Short exercise:
Copy out exactly each line from the line with "In this exercise you will indicate the white car" through the last line of the material below.
— START OF Record excerpts —
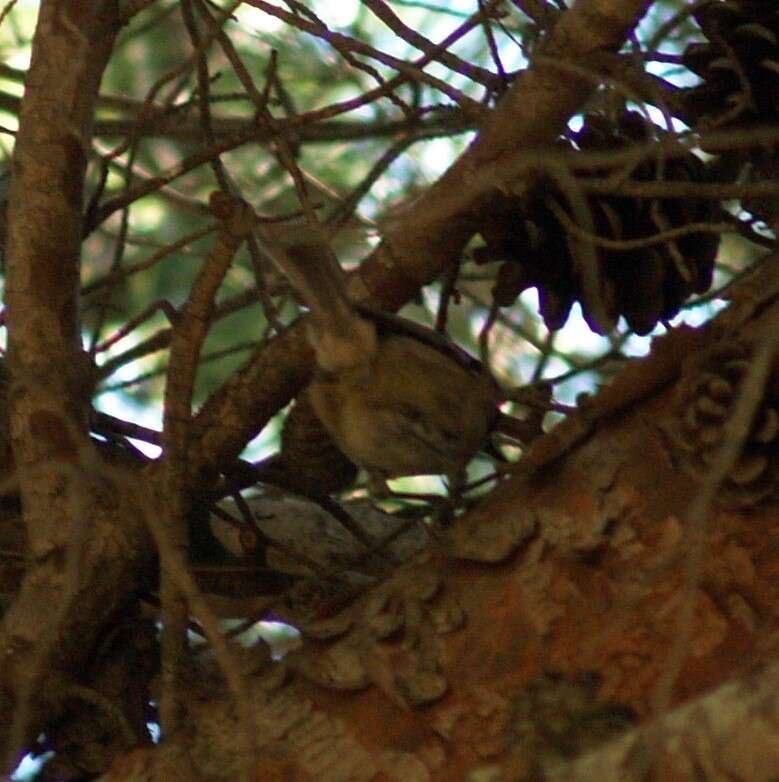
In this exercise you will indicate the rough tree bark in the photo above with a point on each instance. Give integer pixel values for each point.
(556, 599)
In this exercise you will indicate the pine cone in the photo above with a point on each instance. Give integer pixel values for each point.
(646, 284)
(706, 398)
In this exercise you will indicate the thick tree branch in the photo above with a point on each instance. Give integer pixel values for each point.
(426, 237)
(69, 495)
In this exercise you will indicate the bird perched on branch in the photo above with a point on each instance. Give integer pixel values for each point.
(397, 399)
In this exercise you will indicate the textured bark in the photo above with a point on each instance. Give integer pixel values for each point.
(70, 494)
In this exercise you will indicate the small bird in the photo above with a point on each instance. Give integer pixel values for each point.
(398, 399)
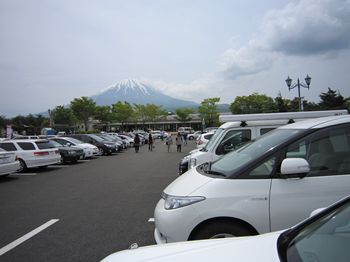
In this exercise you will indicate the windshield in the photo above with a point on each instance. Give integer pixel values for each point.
(73, 140)
(97, 138)
(211, 142)
(231, 162)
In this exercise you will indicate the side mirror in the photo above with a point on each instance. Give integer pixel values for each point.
(295, 167)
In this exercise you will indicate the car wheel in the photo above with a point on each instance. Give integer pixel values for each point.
(100, 151)
(221, 229)
(22, 166)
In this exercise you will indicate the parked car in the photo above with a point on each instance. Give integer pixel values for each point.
(322, 237)
(194, 135)
(104, 147)
(33, 152)
(267, 185)
(89, 149)
(203, 139)
(68, 153)
(128, 139)
(8, 163)
(114, 139)
(241, 129)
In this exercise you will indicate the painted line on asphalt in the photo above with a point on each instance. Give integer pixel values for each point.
(27, 236)
(24, 174)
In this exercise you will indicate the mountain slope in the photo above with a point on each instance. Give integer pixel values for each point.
(134, 91)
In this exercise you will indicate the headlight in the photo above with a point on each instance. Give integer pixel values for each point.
(193, 162)
(173, 202)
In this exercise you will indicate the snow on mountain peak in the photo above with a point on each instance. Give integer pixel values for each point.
(134, 85)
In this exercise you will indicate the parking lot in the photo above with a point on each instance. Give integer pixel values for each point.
(84, 211)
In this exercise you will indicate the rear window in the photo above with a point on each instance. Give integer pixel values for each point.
(8, 146)
(26, 145)
(44, 144)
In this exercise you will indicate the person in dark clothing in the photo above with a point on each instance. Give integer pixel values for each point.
(150, 142)
(178, 142)
(137, 143)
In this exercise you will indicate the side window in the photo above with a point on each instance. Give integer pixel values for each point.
(263, 170)
(8, 146)
(327, 151)
(26, 146)
(232, 140)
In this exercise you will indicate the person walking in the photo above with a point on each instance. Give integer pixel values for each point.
(169, 141)
(150, 142)
(178, 142)
(137, 143)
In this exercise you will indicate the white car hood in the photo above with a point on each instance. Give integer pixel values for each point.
(187, 183)
(245, 249)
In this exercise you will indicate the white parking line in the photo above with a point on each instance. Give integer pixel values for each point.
(24, 174)
(27, 236)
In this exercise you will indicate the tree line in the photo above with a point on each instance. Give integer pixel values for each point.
(82, 110)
— END OF Record excerpts —
Exercise output:
In this exercise you will indicate the white car hood in the photo above with a point on each instance. Give integer pixel values for each point.
(187, 183)
(245, 249)
In this exercise you will indicate the white parking line in the photo above with a point on each instance. Give integer pixel values for each point.
(24, 174)
(27, 236)
In this exercise you will indicate the tree line in the photo above with a point on each instance. Give integer pixel values for each point.
(82, 110)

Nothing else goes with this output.